▶ _SOURCE_:

------------------------------------------------

The panel will explore how stable interdependencies emerge between the centre and the margins in post-war transitions and in doing so address a range of questions. What is the impact of elite bargains at the centre on sub-national settlements at the margins, and under what conditions does violence at the margins play a stabilising or a de-stabilising role? How have post-war transitions been shaped by policies of state reform and decentralisation, regional development programmes, or changes in taxation policy? To what extent have efforts to secure, promote and regulate development and cross-border economies in the margins been supportive of or undermined post-war settlements? Have transitional justice or reconciliation programmes stabilised or consolidated post-war transitions, and how have these processes affected relations between the centre and margins?
Accepted papers:
Session 1Paper short abstract:
This paper focuses on the role of borderland and frontier regions in Nepal and Sri Lanka's post-war peacebuilding and reconstruction efforts. It compares post-war politics and development processes in the two countries focusing on centre-periphery dynamics, and new forms of claim-making..

------------------------------------------------

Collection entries
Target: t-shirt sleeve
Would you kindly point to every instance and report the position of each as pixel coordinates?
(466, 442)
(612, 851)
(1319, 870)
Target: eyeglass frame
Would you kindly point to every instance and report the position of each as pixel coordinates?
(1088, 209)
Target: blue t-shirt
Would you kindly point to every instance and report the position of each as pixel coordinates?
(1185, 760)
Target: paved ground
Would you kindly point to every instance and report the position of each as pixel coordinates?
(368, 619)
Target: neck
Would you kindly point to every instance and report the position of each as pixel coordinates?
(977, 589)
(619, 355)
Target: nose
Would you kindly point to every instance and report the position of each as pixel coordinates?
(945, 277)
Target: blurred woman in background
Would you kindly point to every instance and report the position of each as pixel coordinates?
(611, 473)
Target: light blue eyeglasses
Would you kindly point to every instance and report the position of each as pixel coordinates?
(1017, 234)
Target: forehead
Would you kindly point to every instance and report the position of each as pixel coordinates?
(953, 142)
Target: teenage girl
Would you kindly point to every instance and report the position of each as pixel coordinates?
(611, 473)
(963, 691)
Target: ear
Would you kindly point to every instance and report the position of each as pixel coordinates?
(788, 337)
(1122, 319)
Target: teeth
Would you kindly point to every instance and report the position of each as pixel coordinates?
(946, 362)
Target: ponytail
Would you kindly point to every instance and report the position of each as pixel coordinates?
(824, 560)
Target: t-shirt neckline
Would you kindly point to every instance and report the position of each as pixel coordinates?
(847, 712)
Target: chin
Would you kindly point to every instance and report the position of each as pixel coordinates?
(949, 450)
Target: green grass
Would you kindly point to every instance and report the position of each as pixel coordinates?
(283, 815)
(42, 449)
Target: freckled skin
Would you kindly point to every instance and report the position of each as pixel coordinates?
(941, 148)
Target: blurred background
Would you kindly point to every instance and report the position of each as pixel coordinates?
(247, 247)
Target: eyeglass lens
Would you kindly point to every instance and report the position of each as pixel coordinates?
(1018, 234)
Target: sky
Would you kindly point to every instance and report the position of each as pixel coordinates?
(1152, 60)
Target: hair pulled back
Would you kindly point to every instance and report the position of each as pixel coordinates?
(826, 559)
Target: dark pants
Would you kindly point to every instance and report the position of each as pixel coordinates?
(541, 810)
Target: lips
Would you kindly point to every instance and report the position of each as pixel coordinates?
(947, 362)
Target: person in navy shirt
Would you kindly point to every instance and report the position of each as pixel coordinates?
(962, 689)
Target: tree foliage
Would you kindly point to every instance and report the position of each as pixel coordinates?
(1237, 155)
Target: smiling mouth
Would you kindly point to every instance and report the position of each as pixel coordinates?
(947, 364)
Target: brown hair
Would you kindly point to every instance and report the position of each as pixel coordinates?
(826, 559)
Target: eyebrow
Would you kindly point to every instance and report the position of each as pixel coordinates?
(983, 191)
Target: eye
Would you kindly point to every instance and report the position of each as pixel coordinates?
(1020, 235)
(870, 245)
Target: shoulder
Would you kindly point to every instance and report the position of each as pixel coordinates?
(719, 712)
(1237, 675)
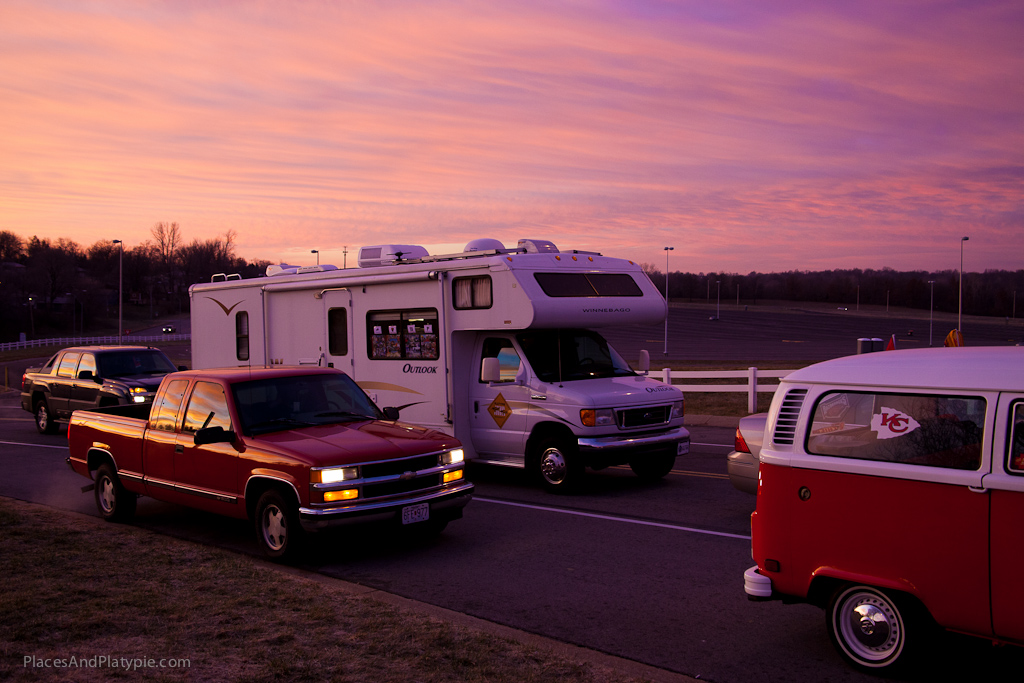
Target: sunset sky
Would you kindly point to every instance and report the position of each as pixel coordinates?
(749, 134)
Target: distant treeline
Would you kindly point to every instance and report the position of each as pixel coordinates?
(989, 293)
(60, 288)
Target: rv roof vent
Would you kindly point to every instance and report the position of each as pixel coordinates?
(282, 269)
(484, 244)
(538, 247)
(389, 254)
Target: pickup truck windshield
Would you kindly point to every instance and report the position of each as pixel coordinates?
(562, 355)
(305, 400)
(127, 364)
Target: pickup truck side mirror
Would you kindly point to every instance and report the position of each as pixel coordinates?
(213, 435)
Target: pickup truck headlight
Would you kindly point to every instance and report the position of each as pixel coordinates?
(601, 418)
(453, 457)
(334, 474)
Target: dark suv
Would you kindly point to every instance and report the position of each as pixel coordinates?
(88, 377)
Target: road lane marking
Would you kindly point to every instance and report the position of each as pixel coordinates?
(612, 518)
(41, 445)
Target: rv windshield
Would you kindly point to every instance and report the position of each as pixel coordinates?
(562, 355)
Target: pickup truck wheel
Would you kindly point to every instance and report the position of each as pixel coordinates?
(278, 529)
(115, 503)
(653, 466)
(558, 465)
(870, 628)
(45, 423)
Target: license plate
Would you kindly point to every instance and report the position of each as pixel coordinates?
(416, 513)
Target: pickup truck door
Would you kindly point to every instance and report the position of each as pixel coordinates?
(208, 473)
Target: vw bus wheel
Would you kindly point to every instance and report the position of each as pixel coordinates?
(115, 503)
(867, 627)
(45, 424)
(278, 529)
(558, 466)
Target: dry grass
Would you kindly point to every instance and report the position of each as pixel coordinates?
(75, 587)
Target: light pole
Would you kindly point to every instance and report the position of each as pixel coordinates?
(960, 307)
(931, 307)
(121, 287)
(667, 250)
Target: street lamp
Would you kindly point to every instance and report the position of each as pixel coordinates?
(121, 287)
(931, 307)
(667, 250)
(960, 308)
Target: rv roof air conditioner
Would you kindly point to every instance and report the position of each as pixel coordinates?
(389, 254)
(538, 247)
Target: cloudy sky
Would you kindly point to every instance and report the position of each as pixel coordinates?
(748, 134)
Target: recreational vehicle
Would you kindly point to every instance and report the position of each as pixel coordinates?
(495, 346)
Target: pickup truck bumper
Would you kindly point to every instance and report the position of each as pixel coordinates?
(444, 504)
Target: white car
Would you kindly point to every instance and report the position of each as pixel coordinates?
(742, 463)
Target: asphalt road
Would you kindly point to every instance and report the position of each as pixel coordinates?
(651, 572)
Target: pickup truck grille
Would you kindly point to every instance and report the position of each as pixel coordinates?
(643, 417)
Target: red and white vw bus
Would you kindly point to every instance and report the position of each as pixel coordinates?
(891, 494)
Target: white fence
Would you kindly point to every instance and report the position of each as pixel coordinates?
(751, 388)
(81, 341)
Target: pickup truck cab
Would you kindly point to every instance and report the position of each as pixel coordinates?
(891, 493)
(295, 450)
(87, 377)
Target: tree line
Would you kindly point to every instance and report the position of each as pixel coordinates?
(59, 288)
(997, 293)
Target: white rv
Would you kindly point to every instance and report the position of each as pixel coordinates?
(496, 346)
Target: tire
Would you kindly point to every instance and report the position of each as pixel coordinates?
(557, 465)
(115, 503)
(45, 422)
(279, 531)
(653, 466)
(870, 628)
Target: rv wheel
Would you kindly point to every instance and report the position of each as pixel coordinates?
(869, 627)
(558, 465)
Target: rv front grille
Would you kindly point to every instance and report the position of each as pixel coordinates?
(400, 486)
(644, 417)
(785, 423)
(393, 467)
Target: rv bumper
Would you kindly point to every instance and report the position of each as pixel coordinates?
(445, 504)
(680, 436)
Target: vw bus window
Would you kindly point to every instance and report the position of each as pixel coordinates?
(912, 429)
(1016, 461)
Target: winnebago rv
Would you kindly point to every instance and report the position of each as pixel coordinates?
(496, 346)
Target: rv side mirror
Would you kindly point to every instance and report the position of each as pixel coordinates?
(491, 371)
(644, 360)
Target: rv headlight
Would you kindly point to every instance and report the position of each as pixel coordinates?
(334, 474)
(604, 417)
(453, 457)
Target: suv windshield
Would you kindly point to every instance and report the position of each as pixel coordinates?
(140, 361)
(304, 400)
(562, 355)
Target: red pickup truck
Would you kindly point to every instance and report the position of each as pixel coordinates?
(295, 450)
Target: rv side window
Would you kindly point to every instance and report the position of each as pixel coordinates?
(508, 358)
(588, 284)
(402, 335)
(472, 292)
(913, 429)
(337, 331)
(242, 335)
(1015, 462)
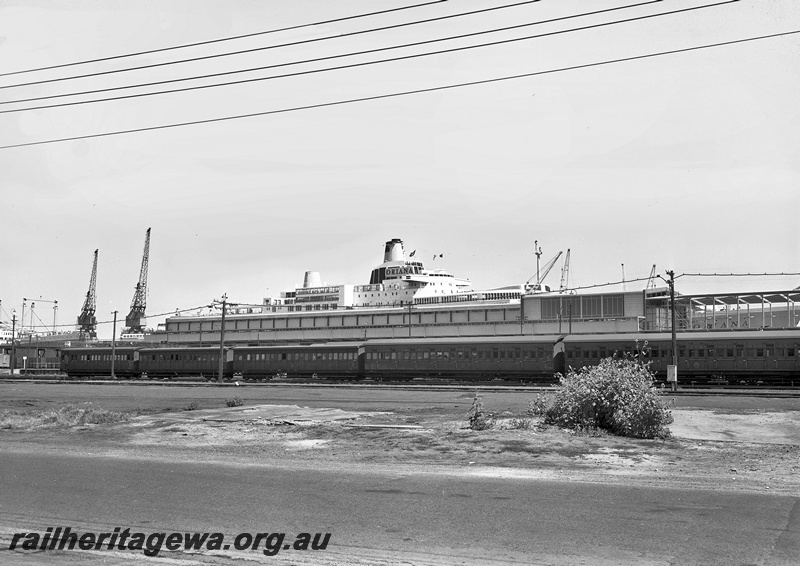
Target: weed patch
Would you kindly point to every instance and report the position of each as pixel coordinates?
(616, 396)
(63, 417)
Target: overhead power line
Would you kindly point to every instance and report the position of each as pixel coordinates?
(361, 64)
(740, 274)
(222, 39)
(405, 93)
(279, 45)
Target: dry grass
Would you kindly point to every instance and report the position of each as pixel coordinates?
(64, 417)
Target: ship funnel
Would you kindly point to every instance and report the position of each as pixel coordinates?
(312, 279)
(394, 250)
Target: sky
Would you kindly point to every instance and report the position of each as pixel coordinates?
(689, 161)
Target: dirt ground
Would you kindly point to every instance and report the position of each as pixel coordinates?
(745, 445)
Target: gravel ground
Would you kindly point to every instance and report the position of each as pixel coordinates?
(729, 443)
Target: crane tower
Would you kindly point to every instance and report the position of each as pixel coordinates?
(134, 320)
(87, 322)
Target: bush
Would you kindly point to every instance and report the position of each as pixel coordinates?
(537, 407)
(617, 396)
(479, 419)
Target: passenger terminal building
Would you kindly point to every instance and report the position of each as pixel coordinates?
(404, 299)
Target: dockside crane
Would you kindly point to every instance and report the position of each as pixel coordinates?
(134, 320)
(564, 274)
(651, 281)
(537, 287)
(87, 322)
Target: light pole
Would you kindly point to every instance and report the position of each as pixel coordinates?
(674, 375)
(672, 371)
(114, 345)
(222, 341)
(13, 340)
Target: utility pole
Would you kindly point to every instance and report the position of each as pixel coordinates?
(114, 346)
(222, 341)
(674, 371)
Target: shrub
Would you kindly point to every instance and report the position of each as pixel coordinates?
(537, 407)
(616, 396)
(479, 419)
(519, 423)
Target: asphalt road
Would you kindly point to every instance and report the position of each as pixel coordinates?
(386, 518)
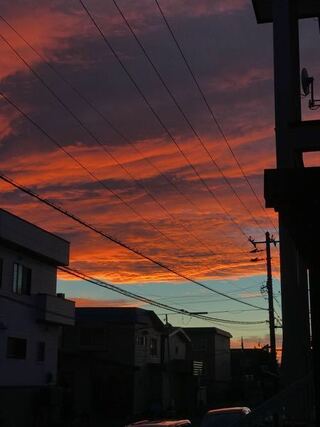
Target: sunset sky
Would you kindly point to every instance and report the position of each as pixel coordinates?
(129, 179)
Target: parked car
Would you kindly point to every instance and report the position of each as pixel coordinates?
(224, 417)
(161, 423)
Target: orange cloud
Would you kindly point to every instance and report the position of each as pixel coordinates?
(89, 302)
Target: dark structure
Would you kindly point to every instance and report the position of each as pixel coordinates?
(211, 364)
(252, 376)
(291, 190)
(118, 362)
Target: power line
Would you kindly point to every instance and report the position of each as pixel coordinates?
(137, 183)
(114, 128)
(81, 165)
(91, 134)
(119, 242)
(213, 116)
(156, 115)
(98, 282)
(176, 103)
(128, 294)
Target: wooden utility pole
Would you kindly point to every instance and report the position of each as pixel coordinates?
(292, 190)
(267, 242)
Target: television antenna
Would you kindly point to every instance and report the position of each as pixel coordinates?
(307, 83)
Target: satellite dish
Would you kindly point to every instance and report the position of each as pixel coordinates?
(306, 81)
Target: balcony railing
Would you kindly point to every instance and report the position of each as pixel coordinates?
(55, 309)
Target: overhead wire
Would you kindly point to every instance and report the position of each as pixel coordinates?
(82, 166)
(160, 121)
(119, 133)
(91, 134)
(114, 288)
(211, 112)
(185, 117)
(118, 241)
(102, 283)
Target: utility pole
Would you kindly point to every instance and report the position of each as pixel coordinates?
(292, 190)
(267, 242)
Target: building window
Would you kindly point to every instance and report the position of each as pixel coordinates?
(21, 279)
(153, 347)
(16, 348)
(1, 267)
(92, 337)
(197, 368)
(141, 340)
(41, 351)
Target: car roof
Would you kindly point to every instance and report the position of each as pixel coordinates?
(234, 410)
(161, 423)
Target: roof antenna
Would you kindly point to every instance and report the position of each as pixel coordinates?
(308, 88)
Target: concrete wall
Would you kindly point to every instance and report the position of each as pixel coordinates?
(222, 358)
(142, 353)
(20, 321)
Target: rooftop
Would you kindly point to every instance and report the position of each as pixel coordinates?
(17, 233)
(306, 9)
(207, 330)
(118, 315)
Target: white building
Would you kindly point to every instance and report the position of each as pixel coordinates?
(31, 313)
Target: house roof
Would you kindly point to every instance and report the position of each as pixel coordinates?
(207, 330)
(19, 234)
(181, 332)
(118, 315)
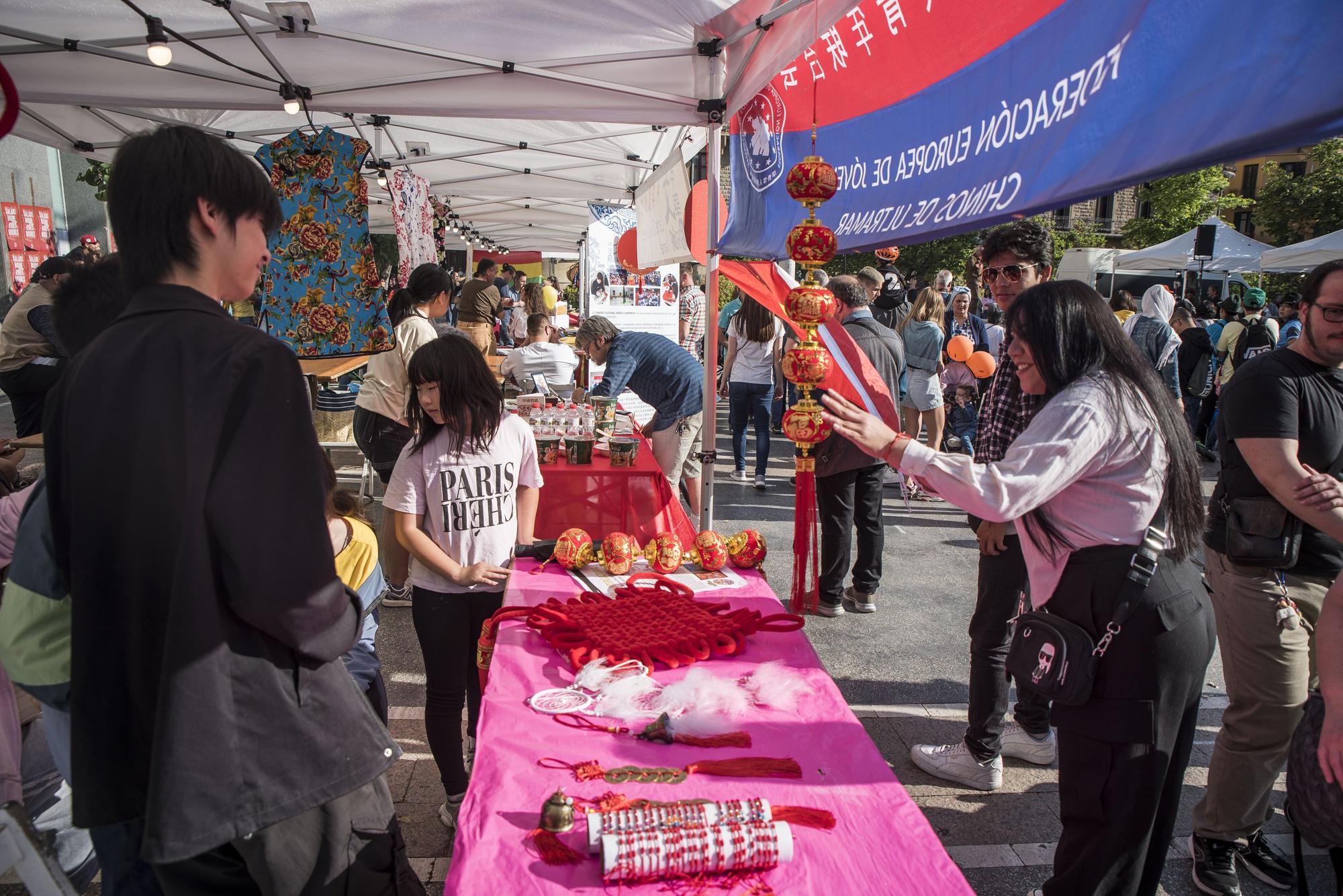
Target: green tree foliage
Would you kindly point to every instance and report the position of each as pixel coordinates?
(1178, 204)
(97, 176)
(1301, 208)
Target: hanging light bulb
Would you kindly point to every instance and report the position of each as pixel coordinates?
(159, 51)
(291, 95)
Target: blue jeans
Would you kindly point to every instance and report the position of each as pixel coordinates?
(750, 400)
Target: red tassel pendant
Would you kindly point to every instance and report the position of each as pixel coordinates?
(806, 556)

------------------------------------------------

▶ _GIVEN INSTRUCTION 1_: From the panel description, extract the passage that begins at the words "The panel will" and ends after "centre and margins?", copying it word for word.
▶ _GIVEN INSTRUCTION 2_: Filter the records to every line that contains the string "foliage", matching case.

▶ _FULL RESPONSE 1_:
The panel will explore how stable interdependencies emerge between the centre and the margins in post-war transitions and in doing so address a range of questions. What is the impact of elite bargains at the centre on sub-national settlements at the margins, and under what conditions does violence at the margins play a stabilising or a de-stabilising role? How have post-war transitions been shaped by policies of state reform and decentralisation, regional development programmes, or changes in taxation policy? To what extent have efforts to secure, promote and regulate development and cross-border economies in the margins been supportive of or undermined post-war settlements? Have transitional justice or reconciliation programmes stabilised or consolidated post-war transitions, and how have these processes affected relations between the centre and margins?

▶ _FULL RESPONSE 2_:
Target: tree foliage
Target: green tree foliage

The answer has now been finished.